RECORDS SHOWN ▸

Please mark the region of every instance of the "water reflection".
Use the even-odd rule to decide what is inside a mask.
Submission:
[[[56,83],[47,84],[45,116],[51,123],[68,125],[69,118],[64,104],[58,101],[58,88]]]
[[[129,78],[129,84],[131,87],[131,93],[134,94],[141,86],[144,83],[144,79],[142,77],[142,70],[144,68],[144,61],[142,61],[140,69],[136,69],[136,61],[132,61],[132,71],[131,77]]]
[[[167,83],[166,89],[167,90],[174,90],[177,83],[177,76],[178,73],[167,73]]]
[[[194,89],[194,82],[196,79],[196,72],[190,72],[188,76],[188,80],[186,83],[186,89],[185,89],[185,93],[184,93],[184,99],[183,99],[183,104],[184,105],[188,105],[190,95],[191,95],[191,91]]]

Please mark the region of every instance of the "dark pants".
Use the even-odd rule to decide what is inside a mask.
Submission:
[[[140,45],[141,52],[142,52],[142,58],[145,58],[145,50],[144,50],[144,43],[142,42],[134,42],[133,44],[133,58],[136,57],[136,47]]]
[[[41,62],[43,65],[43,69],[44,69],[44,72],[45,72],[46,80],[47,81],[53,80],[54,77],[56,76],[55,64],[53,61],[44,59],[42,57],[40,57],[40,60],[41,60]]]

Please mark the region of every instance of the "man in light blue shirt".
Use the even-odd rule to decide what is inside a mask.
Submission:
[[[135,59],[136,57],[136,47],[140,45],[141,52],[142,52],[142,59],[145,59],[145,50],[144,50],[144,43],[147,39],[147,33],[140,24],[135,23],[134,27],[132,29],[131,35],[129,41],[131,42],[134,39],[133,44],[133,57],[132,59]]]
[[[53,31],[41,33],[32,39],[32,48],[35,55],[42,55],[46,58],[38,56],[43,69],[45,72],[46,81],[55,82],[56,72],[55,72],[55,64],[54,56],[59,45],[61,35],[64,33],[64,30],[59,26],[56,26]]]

WRITTEN REQUEST ▸
Reproduce every line of the records above without changing anything.

TASK SOLUTION ▸
Please mark the region of every instance of the "water reflection".
Use the even-odd rule to decide what is inside a mask.
Submission:
[[[56,83],[47,84],[45,116],[51,123],[68,125],[69,118],[64,104],[58,101],[58,88]]]
[[[129,78],[129,84],[131,87],[131,93],[134,94],[141,86],[144,83],[144,79],[142,77],[142,70],[144,68],[144,61],[142,61],[140,69],[136,69],[136,61],[132,61],[132,71],[131,77]]]
[[[167,83],[166,89],[167,90],[174,90],[177,83],[177,76],[178,73],[167,73]]]
[[[194,89],[194,82],[196,79],[196,72],[190,72],[188,76],[188,80],[186,83],[186,89],[185,89],[185,93],[184,93],[184,99],[183,99],[183,104],[184,105],[188,105],[190,95],[191,95],[191,91]]]

Please mark the region of every instance of the "dark pants".
Use the even-odd rule to decide what is inside a mask.
Submission:
[[[140,45],[141,52],[142,52],[142,58],[145,58],[145,50],[144,50],[144,43],[142,42],[134,42],[133,44],[133,58],[136,57],[136,47]]]
[[[41,62],[43,65],[43,69],[44,69],[44,72],[45,72],[46,80],[47,81],[53,80],[54,77],[56,76],[55,64],[53,61],[44,59],[42,57],[40,57],[40,60],[41,60]]]

Please mark the region of every instance of the "man in light blue shirt".
Use the even-odd rule to decide what is inside a mask.
Submission:
[[[135,59],[136,57],[136,47],[140,45],[141,52],[142,52],[142,59],[145,59],[145,50],[144,50],[144,43],[147,39],[147,33],[140,24],[135,23],[134,27],[132,29],[131,35],[129,41],[131,42],[134,39],[133,44],[133,57],[132,59]]]
[[[53,31],[41,33],[32,39],[32,48],[35,55],[42,55],[46,58],[38,56],[43,69],[45,72],[46,81],[55,82],[56,72],[55,72],[55,64],[54,56],[59,45],[61,35],[64,33],[64,30],[59,26],[56,26]]]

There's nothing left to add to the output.